### WORK ORDER
Your answer must be an exact transcription of the lines from the line with "the suv front" through the final line of the data.
[Start of Attachment]
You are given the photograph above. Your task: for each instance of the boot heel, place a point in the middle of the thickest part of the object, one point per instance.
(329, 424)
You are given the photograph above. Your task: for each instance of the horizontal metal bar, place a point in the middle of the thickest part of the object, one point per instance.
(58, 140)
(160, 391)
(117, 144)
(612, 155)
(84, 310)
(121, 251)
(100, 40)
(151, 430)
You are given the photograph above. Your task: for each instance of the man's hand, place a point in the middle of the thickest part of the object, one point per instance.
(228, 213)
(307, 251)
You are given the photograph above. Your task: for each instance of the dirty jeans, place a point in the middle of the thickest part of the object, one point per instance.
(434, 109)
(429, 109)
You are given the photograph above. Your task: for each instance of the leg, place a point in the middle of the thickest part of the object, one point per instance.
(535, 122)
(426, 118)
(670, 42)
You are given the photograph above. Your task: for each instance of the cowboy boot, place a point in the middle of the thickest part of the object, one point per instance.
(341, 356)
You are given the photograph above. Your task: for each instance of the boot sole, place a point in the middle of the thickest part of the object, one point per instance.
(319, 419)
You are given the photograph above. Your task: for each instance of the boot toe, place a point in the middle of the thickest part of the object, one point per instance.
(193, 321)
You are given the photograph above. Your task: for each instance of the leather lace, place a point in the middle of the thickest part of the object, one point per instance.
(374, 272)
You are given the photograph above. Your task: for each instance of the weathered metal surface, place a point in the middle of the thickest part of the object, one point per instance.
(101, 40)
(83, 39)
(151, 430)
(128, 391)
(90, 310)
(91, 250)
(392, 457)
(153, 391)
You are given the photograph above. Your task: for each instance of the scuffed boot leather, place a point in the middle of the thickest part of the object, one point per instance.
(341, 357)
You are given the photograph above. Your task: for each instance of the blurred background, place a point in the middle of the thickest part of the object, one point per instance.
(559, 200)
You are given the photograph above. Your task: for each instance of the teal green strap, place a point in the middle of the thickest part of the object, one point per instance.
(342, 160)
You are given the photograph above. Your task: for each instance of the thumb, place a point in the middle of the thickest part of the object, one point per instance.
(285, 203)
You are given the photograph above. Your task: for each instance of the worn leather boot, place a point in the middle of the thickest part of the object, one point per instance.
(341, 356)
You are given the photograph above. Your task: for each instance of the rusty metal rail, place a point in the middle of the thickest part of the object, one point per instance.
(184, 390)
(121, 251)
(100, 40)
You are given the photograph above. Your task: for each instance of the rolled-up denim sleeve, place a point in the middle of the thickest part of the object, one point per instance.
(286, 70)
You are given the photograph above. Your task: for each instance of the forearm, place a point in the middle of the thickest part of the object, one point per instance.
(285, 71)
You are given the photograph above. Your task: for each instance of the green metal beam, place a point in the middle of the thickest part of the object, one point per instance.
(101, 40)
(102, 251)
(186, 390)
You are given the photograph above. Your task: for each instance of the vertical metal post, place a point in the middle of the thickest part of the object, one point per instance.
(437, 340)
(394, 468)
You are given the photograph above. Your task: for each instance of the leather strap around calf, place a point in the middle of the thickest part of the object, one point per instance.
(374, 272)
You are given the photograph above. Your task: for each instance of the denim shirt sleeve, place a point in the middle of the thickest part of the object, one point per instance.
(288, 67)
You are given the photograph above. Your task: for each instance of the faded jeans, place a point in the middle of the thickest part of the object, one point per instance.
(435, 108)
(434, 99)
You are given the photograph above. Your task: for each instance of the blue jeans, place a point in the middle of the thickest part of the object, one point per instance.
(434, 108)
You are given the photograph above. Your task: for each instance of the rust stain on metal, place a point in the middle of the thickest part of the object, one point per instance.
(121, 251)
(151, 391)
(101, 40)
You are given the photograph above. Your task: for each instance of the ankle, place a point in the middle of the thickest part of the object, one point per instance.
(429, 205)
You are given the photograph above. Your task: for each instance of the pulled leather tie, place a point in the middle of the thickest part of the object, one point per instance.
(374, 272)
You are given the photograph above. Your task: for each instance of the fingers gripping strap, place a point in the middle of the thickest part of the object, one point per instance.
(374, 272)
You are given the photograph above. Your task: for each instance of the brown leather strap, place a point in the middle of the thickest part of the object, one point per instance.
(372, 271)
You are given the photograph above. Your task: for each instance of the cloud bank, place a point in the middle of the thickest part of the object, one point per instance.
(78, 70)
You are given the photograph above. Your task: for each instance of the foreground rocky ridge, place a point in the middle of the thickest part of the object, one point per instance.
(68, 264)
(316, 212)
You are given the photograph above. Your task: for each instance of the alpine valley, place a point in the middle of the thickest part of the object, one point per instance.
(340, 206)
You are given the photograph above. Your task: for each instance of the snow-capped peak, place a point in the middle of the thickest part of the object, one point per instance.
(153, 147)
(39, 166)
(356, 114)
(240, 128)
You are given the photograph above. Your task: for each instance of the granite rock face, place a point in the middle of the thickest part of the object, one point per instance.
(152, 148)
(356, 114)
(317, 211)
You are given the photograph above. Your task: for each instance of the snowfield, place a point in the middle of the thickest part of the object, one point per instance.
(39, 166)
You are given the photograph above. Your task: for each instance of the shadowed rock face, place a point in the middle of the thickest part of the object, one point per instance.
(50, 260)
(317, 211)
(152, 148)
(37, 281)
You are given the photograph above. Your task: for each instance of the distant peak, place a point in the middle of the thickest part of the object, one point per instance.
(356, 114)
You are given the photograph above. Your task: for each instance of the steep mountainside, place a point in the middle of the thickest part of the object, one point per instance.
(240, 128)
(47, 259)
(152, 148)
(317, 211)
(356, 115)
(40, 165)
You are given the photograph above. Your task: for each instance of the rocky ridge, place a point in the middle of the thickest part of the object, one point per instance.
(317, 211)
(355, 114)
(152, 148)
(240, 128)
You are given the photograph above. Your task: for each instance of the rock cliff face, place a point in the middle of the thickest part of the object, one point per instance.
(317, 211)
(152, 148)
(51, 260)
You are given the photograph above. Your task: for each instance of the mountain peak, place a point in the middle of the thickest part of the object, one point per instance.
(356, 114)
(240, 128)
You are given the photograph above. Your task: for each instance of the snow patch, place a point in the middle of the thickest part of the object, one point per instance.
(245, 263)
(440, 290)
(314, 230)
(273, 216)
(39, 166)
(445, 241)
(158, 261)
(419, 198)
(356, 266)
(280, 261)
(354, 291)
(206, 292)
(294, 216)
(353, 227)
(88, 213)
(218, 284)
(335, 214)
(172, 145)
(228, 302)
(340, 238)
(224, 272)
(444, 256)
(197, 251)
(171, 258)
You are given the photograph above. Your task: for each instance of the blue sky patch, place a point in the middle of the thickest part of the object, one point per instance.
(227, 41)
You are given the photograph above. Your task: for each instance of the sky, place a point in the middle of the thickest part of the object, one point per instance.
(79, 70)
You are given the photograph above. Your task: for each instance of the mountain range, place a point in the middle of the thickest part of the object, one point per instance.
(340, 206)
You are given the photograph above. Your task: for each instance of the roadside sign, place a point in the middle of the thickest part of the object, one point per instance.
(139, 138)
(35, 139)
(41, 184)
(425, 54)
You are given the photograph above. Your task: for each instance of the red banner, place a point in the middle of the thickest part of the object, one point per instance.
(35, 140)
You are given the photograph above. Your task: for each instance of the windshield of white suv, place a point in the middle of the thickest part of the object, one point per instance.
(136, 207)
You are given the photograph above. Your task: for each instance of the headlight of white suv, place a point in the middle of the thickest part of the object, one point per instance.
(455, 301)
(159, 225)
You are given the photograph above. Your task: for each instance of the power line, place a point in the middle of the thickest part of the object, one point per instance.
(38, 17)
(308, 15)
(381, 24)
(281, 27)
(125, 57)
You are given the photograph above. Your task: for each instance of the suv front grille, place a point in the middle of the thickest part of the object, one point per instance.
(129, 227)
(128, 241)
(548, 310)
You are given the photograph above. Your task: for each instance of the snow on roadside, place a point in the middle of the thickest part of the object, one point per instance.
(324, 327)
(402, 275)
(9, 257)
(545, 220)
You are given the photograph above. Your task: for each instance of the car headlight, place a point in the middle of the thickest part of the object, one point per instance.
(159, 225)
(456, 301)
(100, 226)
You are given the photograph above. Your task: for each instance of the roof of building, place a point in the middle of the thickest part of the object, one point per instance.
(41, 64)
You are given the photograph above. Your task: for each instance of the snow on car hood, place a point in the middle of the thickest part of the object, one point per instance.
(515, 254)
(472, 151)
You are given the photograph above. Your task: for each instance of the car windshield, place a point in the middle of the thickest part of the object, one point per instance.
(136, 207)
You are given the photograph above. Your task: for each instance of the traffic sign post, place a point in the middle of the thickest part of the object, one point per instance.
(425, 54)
[End of Attachment]
### TASK RESPONSE
You are given the photograph above. Your task: for each instance of the suv front grille, place a point in the middle of the thickest part of the object, one point per instance.
(129, 227)
(128, 241)
(548, 310)
You are given the photograph above. Your task: for each instance of the snow on roadside, place a point in the middle of the thickest part of the object, one point per instance.
(324, 327)
(402, 275)
(9, 257)
(545, 220)
You are given the photograph above. Your task: for each instance of the car headlight, place a point in the middle of the thickest part of the object, one point per instance.
(159, 225)
(456, 301)
(100, 226)
You are given the photograph above. Your task: for each instance of the roof of building, place a point in the middle of the thickest part of the object, one point per instance.
(41, 64)
You are given the photograph above. Your task: for each instance of the snow on car hood, place a point in the middle of the thickest part of the object, one point per instance.
(515, 254)
(472, 151)
You are given the photograph above. Your task: for each instance of the car windshield, place a point in the middle of the thickest part of the object, one point per instance.
(136, 207)
You are given the photograph above. Your task: for each instance of the traffic sign post, place a point in the middle of the thickest part of the object, one point per instance.
(425, 54)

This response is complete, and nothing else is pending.